__ASSIGNED TASK__: Among the entries below, please show each line that carries the word "segment".

__INPUT__:
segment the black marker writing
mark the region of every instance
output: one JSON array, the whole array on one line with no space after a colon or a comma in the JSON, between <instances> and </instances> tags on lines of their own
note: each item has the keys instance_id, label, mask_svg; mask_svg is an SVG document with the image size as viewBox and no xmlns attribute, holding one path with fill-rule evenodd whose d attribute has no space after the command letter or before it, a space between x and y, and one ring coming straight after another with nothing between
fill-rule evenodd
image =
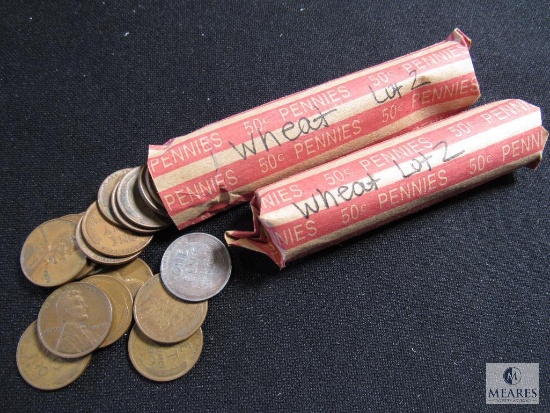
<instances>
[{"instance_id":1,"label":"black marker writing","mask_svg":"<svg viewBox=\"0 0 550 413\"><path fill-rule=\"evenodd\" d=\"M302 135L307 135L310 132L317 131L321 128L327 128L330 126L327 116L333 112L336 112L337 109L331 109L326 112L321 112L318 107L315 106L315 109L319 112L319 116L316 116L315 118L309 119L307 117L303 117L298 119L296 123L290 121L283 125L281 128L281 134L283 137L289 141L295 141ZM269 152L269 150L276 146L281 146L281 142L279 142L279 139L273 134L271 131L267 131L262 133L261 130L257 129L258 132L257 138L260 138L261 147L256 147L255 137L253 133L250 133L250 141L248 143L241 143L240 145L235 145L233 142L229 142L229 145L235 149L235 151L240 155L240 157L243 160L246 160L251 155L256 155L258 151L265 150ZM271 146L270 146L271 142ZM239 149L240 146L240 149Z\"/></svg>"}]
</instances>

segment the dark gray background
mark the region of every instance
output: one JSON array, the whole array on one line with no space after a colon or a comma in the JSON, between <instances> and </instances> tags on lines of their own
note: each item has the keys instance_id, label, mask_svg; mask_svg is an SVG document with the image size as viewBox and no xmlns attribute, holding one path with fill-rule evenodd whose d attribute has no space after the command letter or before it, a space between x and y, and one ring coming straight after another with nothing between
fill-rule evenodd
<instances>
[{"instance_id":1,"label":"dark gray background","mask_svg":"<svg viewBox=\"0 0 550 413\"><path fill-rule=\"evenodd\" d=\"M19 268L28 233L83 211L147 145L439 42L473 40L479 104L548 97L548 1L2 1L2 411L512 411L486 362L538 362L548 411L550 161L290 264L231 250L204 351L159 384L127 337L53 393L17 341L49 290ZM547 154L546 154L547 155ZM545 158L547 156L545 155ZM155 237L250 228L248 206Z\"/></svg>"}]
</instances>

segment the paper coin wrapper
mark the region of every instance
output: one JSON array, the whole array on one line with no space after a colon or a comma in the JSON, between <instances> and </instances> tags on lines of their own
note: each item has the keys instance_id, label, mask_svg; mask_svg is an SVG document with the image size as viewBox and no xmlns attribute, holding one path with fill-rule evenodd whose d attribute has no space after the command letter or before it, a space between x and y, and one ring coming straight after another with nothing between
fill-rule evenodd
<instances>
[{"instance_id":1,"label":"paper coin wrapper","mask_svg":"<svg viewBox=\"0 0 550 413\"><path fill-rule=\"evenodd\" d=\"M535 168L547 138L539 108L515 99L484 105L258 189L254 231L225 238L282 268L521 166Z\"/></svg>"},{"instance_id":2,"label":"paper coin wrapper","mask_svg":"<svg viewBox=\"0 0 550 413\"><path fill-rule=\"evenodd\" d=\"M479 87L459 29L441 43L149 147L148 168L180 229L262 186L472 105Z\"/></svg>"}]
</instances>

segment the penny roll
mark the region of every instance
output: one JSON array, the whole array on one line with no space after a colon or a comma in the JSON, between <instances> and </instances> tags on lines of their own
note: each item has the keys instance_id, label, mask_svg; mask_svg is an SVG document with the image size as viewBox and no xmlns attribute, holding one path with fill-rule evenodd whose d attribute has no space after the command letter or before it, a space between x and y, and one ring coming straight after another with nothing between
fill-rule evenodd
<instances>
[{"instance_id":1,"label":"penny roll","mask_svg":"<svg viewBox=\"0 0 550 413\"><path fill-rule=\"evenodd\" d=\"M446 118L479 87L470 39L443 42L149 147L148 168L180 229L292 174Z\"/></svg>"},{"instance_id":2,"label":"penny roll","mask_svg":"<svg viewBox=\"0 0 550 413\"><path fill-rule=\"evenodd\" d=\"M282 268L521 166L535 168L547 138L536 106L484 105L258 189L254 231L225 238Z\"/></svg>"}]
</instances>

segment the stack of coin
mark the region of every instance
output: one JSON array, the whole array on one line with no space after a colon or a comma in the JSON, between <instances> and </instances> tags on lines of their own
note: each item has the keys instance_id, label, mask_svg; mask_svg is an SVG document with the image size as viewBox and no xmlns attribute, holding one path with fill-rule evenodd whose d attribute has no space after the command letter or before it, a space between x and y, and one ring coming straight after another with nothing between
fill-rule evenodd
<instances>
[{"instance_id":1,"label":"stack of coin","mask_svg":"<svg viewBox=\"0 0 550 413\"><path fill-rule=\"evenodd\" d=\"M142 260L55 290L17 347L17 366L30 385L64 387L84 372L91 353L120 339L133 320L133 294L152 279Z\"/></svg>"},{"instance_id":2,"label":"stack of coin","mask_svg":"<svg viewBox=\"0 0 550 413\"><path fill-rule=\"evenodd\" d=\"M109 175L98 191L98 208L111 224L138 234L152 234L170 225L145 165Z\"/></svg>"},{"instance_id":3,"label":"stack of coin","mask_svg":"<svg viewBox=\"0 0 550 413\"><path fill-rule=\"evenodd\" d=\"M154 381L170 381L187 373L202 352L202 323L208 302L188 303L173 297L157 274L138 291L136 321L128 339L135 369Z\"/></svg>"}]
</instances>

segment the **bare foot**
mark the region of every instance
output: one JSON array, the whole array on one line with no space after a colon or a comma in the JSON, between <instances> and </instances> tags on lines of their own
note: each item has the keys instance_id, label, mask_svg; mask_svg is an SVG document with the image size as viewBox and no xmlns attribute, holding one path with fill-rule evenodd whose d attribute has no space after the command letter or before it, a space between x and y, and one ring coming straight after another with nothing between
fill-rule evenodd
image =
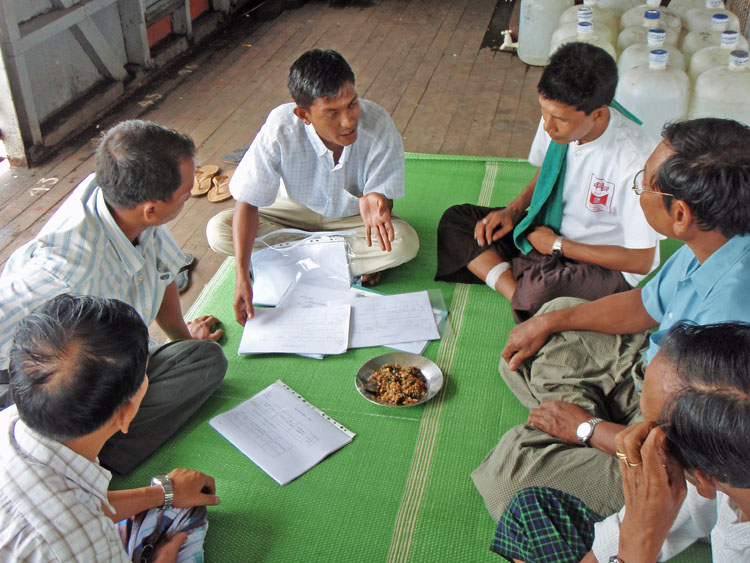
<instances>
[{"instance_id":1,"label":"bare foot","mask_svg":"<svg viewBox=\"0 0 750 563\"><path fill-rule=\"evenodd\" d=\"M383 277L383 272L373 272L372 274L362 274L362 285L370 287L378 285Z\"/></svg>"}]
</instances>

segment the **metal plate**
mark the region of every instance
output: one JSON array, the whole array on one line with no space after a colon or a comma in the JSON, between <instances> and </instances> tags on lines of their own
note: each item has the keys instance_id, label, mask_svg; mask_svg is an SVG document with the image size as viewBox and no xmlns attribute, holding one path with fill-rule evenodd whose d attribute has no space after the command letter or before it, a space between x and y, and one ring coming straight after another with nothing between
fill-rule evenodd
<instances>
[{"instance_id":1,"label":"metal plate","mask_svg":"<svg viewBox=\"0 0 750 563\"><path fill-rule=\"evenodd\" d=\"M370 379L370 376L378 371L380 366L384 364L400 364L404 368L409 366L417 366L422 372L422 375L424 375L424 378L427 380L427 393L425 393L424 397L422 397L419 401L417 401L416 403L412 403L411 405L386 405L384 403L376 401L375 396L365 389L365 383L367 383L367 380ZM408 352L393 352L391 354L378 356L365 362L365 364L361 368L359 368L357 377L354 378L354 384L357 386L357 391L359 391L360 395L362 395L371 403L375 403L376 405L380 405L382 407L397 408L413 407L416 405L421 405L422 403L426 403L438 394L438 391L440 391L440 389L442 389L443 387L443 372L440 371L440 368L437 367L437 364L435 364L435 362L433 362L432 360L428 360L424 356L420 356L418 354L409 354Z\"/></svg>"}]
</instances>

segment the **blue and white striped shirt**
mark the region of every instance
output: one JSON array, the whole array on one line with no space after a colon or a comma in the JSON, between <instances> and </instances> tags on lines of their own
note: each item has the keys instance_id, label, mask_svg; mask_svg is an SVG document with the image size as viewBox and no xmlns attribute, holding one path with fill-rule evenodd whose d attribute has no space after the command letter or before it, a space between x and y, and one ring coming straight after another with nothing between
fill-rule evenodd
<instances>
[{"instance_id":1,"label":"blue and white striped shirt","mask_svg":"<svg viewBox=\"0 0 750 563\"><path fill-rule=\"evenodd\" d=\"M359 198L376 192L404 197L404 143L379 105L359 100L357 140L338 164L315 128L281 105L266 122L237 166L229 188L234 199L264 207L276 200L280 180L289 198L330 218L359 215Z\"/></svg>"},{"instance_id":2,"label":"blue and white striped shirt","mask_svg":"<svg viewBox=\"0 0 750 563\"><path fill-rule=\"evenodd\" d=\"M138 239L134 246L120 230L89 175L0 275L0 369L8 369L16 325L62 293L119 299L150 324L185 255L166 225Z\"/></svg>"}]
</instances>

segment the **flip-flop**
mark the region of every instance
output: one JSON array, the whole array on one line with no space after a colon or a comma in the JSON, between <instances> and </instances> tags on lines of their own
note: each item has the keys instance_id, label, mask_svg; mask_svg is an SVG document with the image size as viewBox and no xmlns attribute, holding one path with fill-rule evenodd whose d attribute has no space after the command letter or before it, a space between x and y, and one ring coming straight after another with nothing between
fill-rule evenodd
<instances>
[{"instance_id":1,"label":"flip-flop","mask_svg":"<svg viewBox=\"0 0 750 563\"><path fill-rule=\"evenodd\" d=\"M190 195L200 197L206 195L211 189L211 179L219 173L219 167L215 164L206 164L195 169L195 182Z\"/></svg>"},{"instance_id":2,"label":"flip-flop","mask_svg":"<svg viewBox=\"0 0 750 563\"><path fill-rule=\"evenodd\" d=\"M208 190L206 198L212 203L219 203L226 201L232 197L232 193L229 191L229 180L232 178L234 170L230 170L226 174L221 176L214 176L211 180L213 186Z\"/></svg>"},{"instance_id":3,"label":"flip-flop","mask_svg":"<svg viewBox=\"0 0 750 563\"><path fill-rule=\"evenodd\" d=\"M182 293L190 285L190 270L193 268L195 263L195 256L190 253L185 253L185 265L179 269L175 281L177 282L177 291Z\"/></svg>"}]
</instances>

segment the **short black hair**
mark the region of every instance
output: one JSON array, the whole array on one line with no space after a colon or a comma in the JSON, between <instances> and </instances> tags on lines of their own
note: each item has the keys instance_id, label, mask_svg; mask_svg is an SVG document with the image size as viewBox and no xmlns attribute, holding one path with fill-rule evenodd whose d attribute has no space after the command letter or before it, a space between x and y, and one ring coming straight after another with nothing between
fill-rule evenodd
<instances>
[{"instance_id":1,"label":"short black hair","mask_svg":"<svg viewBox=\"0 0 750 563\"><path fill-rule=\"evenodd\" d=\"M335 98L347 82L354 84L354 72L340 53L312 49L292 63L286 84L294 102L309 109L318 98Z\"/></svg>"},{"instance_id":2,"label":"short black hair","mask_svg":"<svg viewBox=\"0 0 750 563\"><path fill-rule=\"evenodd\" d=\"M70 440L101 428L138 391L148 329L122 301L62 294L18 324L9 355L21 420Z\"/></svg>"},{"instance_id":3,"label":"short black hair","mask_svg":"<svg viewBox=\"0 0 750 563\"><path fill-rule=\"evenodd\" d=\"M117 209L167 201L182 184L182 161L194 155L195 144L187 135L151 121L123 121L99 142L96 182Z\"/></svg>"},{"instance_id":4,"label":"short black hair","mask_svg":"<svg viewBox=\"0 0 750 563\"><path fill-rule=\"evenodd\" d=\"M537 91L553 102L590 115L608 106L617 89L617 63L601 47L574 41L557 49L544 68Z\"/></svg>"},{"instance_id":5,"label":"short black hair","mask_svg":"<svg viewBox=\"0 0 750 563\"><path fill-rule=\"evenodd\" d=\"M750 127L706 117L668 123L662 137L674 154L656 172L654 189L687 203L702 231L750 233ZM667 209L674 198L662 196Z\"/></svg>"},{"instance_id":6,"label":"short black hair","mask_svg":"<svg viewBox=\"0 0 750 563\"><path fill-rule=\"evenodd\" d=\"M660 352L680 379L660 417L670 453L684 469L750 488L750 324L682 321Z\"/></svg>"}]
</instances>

__WRITTEN RESPONSE__:
segment the black marker writing
segment the dark gray background
segment the paper coin wrapper
segment the penny roll
segment the stack of coin
segment the **bare foot**
segment the **metal plate**
segment the **blue and white striped shirt**
segment the **flip-flop**
segment the **short black hair**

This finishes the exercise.